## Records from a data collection
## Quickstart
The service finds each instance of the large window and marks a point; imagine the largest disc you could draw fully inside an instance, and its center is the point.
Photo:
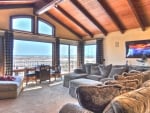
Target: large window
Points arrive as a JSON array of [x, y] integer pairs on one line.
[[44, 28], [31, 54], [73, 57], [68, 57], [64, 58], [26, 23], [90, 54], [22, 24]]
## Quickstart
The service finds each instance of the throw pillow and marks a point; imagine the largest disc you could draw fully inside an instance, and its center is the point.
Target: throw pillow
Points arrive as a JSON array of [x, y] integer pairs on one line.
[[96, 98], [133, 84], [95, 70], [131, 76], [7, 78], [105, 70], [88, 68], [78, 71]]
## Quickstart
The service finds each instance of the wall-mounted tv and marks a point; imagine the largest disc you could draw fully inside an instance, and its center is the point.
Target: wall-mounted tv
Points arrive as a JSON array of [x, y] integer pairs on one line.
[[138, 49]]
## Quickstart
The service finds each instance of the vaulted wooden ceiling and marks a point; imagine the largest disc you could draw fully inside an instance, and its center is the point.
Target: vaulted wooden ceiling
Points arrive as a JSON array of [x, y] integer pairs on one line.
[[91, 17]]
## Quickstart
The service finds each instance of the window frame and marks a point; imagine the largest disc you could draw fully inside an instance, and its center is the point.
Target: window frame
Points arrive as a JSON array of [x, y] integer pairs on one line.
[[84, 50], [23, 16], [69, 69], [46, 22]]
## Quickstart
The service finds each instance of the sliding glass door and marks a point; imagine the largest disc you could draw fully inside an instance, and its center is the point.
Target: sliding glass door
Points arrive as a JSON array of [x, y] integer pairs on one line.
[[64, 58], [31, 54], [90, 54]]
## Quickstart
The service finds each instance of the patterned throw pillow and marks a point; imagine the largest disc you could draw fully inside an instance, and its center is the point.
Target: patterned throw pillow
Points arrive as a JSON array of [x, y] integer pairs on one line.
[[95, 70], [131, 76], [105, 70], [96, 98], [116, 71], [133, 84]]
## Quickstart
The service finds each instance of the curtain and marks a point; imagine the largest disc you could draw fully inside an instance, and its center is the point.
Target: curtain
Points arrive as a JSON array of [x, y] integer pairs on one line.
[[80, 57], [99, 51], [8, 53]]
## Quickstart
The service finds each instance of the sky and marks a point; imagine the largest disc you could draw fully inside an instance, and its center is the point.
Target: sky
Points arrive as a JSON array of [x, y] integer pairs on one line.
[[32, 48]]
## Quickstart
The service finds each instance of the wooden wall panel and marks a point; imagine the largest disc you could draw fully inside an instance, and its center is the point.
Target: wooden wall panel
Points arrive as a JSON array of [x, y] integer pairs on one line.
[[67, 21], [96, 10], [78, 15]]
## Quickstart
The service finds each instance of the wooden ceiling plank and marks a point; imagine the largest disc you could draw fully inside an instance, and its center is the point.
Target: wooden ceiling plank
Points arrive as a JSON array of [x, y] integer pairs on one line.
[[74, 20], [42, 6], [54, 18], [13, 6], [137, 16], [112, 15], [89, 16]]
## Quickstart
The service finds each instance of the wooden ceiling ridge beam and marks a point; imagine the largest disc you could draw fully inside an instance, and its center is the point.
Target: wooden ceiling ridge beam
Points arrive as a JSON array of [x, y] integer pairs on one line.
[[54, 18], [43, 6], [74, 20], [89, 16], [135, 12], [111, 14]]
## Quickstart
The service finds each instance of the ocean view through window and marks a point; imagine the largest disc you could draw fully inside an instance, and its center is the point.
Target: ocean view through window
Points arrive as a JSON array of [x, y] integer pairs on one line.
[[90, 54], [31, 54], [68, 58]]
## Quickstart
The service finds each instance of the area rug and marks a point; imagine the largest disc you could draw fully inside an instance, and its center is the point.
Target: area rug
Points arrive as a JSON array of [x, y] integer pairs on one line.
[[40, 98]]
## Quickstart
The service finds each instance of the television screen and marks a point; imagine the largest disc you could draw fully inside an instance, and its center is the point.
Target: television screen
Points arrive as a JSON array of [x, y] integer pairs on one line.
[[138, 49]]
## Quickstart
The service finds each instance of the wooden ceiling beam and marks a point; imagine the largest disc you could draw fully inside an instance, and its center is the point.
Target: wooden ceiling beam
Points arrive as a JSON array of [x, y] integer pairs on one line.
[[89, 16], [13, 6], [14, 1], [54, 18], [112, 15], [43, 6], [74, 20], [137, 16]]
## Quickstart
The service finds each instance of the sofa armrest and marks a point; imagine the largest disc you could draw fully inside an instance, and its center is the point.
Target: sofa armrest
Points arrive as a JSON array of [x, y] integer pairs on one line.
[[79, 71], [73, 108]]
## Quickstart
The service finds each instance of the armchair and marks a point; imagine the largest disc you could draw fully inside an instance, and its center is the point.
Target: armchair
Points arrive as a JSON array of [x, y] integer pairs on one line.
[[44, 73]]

## Exercise
All of the records must come back exactly as they stand, minus every picture.

## Solution to this exercise
## Quickstart
The service finds each instance of the large window and marks a point; imagine the largest disc you could draw fully inside an instance, and its center is the point.
Photo:
Target: large window
Points arrive as a JSON array of [x, y] integer pairs on one line.
[[44, 28], [31, 54], [73, 57], [68, 57], [64, 58], [26, 23], [90, 54], [22, 24]]
## Quickstart
The service finds each instance of the throw pillow and marks a point; imagine the largest disc you could draw fully inside an instance, and its center is the point.
Target: throw pillow
Points arrive as a JSON array of [x, y] integer pairs on one line.
[[96, 98], [133, 84], [95, 70], [131, 76], [7, 78], [105, 70], [88, 68], [78, 71]]
## Quickstart
The service finds each instance of the wall-mounted tv and marks a point; imagine the largest disc you could draw fully inside an instance, and its center is the point.
Target: wall-mounted tv
Points arrive as a JSON array of [x, y] integer pairs on one line.
[[138, 49]]
## Quickstart
The service finds each instance of the vaulted wooden ceiling and marks a point; imagine the largest disc you could draw fully inside an instance, and its center is the point.
Target: vaulted wooden ceiling
Points arrive as a JSON array of [x, y] integer pairs on one line.
[[91, 17]]
## Quickstart
The service finds each instance of the window frame and marks a point; imagine the largest disc you could draw fully inside an instance, and its center is the point.
Target: window frame
Points arrive as a JSON array of [x, y] integer pairs on one line.
[[84, 50], [23, 16], [69, 69], [46, 22]]
## Quickstart
The service finds each instance of the sliding glass door and marks a point; imagine the largest disc you could draw fully inside an instance, and its center is the point.
Target: sliding glass door
Points arrive as a JSON array of [x, y] integer pairs on one line.
[[64, 58], [31, 54], [90, 54]]
## Quickstart
The service finds each instance of the patterned throw pillow and marks a point; imagine the largest disc you could draw fully inside an instance, and its center is the point.
Target: patterned throw pillow
Points arrive as a JSON array of [x, y] integer pairs on one line.
[[95, 70], [131, 76], [105, 70], [96, 98], [116, 71], [133, 84]]
## Quickstart
The service finds each instance of the curtain and marks a point; imagine the largest disc you could draw fully inside an instance, and its center is the point.
Target: curtain
Points arrive as a JSON array of [x, y] integer pairs on one line.
[[80, 57], [99, 51], [8, 53]]
## Quickstart
The service finds each instance of the sky and marks a point; imagine the largest disc you could draw fully inside an instance, and its center is the point.
Target: sky
Points arrive as a JSON array of [x, y] integer pairs on one line.
[[32, 48]]
## Quickstart
The service finds each instance of the wooden wall panel and marks a point; imagine the largest disc you could draw fully inside an instance, and its center is the point.
Target: wooden wall panel
Points arrive as a JSON array of [x, y] integer pairs on one line.
[[67, 21], [96, 10], [78, 15]]
## Quickstart
The service finds each instance of the wooden ceiling plank and marks a point; imagine the largest disc you could draw fully inside an instance, and its center is the point.
Target: wooden ceiling plank
Points arrive as a JSON array of [x, y] integer pairs on one line.
[[74, 20], [42, 6], [54, 18], [13, 6], [137, 16], [112, 15], [89, 16]]
## Quickstart
The service finds each instance of the wooden ceiling ridge beam and marks a point; imagine the largest disc you could draw fully inside an instance, and its center is the point.
Target: wooden ceiling ridge beam
Points arrive as a JSON array of [x, y] integer pairs on one line.
[[54, 18], [43, 6], [74, 20], [89, 16], [135, 12], [111, 14]]
## Quickstart
The service finds each instance of the ocean view through window and marks a point; imagine the largest disc you could draw fully inside an instance, and its center is the point.
Target: ocean view through window
Points arrive as a JSON array of [x, y] integer pairs on one line.
[[90, 54], [31, 54], [68, 58]]
## Quickstart
The service finds each instance of the area rug and marks a point; imagine the largest disc you could draw fully inside an instance, and its center is the point.
Target: area rug
Points arrive as a JSON array of [x, y] integer pairs on one line.
[[40, 98]]
## Quickstart
The service finds each instance of the television screen and marks a point; imagine the largest disc you could draw fully inside an instance, and its center is the point.
Target: television screen
Points arrive as a JSON array of [x, y] integer pairs on one line.
[[138, 49]]
## Quickstart
The service finds each instance of the wooden ceiling beam and marks a point; imagine the largest disc you could draw fully inside an instance, and its center is the point.
Target: wooden ceiling beam
Points arrive as a JSON array of [x, y] integer pairs on one line.
[[89, 16], [13, 6], [14, 1], [54, 18], [112, 15], [43, 6], [74, 20], [137, 16]]
## Quickstart
The service finds each instance of the sofa armrest and marks a point; imagine the largest disc you could draw fully inside an instance, and its center is the point.
Target: sofa armrest
Points arrive as a JSON array of [x, y] integer pairs on one line.
[[79, 71], [73, 108]]
## Quickstart
The service finds each instance of the armchair and marks a point; imagine the largest disc you could draw fully inside an instance, and its center is the point.
Target: armchair
Points arrive as a JSON array of [x, y] integer pairs on one line.
[[44, 73]]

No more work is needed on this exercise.